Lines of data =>
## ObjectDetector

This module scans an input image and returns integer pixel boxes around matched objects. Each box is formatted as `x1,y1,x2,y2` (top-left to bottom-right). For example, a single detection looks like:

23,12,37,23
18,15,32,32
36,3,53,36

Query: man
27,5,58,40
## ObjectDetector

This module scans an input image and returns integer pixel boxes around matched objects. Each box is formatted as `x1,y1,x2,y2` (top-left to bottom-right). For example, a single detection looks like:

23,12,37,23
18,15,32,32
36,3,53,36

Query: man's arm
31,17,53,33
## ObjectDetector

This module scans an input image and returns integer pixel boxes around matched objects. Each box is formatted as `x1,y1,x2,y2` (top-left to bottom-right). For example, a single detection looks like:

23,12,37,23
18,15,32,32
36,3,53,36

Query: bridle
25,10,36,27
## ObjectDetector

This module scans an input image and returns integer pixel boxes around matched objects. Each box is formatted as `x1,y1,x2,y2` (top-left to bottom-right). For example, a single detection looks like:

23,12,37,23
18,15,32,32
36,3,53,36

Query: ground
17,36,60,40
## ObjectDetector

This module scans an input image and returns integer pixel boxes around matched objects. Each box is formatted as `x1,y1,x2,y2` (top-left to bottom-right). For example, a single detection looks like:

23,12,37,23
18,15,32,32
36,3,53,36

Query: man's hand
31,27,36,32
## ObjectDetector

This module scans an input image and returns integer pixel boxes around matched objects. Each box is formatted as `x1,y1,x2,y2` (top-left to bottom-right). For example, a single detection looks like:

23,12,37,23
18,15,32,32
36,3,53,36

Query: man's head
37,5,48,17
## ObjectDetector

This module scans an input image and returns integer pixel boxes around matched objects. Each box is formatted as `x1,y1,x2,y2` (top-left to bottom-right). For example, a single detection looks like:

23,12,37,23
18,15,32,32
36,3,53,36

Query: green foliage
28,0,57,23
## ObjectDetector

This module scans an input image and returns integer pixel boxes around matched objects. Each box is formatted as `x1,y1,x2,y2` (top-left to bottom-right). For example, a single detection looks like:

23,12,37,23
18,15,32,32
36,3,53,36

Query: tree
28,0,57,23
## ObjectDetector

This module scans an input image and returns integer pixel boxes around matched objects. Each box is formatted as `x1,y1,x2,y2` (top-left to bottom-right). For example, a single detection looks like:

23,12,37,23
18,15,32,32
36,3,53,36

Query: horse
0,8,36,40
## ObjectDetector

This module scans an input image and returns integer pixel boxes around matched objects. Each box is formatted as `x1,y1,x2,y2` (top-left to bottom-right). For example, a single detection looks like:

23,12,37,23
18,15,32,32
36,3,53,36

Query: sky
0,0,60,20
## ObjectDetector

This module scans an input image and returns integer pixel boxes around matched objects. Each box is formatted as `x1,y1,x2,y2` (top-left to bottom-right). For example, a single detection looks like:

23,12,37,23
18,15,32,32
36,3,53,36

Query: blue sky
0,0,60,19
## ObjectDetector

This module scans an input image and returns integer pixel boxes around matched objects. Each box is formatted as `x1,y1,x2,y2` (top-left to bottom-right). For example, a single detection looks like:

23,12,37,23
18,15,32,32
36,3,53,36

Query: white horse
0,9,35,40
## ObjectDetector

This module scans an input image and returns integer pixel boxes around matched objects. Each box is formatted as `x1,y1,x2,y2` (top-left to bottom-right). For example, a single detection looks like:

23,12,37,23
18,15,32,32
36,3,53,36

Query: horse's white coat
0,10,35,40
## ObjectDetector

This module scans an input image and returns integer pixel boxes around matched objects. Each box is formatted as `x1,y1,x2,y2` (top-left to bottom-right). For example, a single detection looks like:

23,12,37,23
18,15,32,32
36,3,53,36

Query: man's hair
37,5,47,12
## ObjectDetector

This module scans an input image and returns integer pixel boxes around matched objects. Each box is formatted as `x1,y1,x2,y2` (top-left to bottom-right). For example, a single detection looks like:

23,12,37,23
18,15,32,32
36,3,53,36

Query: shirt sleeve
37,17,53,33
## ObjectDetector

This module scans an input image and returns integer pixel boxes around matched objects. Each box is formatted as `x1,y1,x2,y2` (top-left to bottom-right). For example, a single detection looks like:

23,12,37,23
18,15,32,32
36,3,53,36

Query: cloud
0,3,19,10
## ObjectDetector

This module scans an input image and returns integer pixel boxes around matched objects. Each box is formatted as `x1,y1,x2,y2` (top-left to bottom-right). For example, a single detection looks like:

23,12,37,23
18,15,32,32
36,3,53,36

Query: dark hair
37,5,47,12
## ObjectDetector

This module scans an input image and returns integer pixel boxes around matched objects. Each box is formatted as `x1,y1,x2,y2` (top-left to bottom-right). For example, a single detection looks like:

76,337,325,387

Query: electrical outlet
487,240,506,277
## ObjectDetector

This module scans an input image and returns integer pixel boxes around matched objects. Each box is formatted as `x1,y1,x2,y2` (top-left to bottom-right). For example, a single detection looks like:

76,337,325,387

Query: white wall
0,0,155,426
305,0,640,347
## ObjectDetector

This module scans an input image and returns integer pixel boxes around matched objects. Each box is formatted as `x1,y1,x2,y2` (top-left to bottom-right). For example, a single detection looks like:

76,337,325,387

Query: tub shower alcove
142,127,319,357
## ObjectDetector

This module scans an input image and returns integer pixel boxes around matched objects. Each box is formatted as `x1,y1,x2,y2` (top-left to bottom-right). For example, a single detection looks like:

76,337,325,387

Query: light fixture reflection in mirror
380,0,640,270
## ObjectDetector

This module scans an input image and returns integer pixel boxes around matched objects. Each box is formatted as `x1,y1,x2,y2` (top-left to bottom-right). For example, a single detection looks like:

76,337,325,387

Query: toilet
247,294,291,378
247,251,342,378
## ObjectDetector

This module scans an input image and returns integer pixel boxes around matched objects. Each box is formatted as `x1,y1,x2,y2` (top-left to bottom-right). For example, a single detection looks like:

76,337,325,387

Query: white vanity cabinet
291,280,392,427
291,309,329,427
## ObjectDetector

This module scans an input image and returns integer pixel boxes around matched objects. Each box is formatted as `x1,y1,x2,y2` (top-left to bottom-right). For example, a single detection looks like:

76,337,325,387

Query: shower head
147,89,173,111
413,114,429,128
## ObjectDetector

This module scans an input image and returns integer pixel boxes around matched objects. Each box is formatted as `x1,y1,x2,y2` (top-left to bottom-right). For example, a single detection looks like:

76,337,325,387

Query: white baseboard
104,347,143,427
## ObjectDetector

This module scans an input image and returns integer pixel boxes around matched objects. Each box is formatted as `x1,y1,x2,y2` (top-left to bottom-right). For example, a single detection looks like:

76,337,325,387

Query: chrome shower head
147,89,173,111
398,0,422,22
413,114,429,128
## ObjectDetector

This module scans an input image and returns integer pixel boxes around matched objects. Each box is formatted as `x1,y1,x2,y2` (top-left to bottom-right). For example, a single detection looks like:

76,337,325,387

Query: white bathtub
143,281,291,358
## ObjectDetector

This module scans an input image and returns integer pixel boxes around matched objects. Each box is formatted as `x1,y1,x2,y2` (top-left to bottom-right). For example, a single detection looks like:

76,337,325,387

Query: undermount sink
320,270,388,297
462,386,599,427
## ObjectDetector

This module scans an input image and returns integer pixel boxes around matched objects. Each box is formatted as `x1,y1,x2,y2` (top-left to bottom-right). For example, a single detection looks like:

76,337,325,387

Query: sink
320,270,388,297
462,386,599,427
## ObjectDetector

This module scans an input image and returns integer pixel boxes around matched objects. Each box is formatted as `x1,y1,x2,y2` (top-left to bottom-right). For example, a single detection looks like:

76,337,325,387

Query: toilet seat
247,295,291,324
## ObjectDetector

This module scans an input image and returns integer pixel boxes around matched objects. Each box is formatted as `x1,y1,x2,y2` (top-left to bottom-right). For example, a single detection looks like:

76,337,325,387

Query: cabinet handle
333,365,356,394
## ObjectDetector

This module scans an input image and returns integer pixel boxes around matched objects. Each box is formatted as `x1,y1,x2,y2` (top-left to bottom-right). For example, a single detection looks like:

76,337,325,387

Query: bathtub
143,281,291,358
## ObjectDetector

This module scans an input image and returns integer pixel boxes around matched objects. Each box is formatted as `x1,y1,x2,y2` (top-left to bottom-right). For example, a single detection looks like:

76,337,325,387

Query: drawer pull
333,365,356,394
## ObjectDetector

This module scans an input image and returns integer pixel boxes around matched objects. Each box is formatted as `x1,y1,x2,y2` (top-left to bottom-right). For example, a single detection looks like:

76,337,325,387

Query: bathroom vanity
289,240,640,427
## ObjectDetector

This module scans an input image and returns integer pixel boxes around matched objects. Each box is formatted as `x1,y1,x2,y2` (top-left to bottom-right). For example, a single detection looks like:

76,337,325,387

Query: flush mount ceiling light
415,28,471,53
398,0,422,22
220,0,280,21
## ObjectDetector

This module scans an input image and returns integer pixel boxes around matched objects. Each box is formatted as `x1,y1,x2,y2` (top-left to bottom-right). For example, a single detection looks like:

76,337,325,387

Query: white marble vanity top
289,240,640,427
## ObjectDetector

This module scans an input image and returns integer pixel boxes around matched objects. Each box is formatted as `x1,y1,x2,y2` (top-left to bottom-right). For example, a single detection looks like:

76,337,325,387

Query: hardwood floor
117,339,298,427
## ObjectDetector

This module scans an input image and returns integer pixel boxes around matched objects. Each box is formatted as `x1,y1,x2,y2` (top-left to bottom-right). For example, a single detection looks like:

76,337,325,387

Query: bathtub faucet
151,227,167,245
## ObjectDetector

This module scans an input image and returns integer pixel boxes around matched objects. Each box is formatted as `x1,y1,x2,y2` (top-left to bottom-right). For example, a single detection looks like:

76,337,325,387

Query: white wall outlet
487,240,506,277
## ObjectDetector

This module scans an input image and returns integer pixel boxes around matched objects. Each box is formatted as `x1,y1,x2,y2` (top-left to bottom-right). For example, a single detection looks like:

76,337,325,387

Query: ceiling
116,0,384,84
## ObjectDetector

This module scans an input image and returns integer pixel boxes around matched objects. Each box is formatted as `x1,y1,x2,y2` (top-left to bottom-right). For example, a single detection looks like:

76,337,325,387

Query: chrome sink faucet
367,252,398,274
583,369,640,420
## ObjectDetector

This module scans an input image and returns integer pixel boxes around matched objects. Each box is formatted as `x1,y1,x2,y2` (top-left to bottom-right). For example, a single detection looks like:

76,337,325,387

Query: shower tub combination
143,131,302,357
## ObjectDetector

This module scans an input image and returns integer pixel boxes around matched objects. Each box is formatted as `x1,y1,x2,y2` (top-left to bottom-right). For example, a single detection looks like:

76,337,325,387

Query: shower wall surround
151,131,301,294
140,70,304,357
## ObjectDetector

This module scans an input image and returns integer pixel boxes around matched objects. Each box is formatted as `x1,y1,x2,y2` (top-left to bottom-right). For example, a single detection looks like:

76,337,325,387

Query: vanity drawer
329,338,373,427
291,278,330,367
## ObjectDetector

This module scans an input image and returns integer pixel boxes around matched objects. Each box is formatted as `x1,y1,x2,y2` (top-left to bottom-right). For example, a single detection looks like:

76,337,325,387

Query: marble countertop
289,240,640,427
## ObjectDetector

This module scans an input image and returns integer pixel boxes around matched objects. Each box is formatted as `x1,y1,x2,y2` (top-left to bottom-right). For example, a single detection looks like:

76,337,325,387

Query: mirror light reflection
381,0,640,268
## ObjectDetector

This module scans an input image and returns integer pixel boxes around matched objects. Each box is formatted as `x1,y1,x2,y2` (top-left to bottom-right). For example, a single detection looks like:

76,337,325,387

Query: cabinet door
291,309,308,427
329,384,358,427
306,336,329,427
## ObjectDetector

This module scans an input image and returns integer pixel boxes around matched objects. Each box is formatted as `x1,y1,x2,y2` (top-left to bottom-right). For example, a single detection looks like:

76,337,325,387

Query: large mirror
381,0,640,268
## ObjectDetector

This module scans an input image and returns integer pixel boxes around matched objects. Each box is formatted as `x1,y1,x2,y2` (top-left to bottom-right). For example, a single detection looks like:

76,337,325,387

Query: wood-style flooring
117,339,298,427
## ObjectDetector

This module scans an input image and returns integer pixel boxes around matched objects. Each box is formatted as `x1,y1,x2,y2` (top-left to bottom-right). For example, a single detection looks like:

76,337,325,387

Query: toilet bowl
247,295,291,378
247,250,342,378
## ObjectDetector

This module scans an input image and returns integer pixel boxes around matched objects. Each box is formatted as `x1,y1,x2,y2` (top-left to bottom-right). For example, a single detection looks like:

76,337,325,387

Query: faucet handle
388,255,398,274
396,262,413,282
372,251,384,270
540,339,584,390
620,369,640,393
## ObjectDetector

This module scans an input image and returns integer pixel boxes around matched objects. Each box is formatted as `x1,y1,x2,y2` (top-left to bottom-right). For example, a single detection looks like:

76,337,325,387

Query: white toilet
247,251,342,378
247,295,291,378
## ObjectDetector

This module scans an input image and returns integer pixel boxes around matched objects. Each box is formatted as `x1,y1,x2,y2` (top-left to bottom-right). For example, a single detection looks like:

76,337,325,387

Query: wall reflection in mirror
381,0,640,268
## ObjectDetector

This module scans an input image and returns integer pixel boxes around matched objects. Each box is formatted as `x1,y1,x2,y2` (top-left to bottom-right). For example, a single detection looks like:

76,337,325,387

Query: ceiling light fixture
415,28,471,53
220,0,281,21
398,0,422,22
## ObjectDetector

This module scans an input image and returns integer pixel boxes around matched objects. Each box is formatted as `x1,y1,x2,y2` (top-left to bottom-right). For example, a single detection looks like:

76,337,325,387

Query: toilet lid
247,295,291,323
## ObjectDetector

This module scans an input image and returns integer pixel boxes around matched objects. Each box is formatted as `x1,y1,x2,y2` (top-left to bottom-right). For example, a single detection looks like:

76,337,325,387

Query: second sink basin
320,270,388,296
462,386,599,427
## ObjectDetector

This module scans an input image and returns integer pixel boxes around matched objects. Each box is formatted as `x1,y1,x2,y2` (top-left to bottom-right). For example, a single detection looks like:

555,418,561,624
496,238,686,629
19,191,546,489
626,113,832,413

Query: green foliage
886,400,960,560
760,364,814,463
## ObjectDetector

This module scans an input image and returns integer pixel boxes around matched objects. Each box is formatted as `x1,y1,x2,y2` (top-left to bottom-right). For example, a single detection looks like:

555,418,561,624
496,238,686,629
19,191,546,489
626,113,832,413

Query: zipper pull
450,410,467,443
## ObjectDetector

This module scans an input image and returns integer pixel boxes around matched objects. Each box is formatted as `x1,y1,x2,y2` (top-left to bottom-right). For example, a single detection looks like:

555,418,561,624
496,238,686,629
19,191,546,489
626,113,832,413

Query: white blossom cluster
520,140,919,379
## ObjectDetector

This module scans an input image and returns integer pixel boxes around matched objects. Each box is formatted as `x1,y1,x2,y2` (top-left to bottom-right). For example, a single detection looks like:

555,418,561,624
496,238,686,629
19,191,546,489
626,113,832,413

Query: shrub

PROBLEM REQUIREMENTS => Copy the records from their first line through the line that contains "25,10,36,27", including that line.

SOLUTION =>
## ObjectDetector

This module scans an input image and returns integer pixel boxes around matched objects. Each box is formatted as `x1,y1,x2,y2` (top-left to bottom-right). For example, a single detection looks like:

23,12,37,23
18,15,32,32
36,3,53,36

Query: man
27,5,58,40
## ObjectDetector

This module scans an input image and returns integer pixel boxes around matched objects. Each box is formatted as `x1,y1,x2,y2` (top-left to bottom-right). For example, a single detection looks like:

23,12,37,23
18,15,32,32
36,3,53,36

Query: man's arm
31,17,53,33
## ObjectDetector

This module scans an input image and returns integer pixel boxes around matched objects. Each box is formatted as `x1,y1,x2,y2` (top-left to bottom-right). For example, a single detection looks like:

23,12,37,23
18,15,32,32
36,3,53,36

Query: bridle
25,10,36,27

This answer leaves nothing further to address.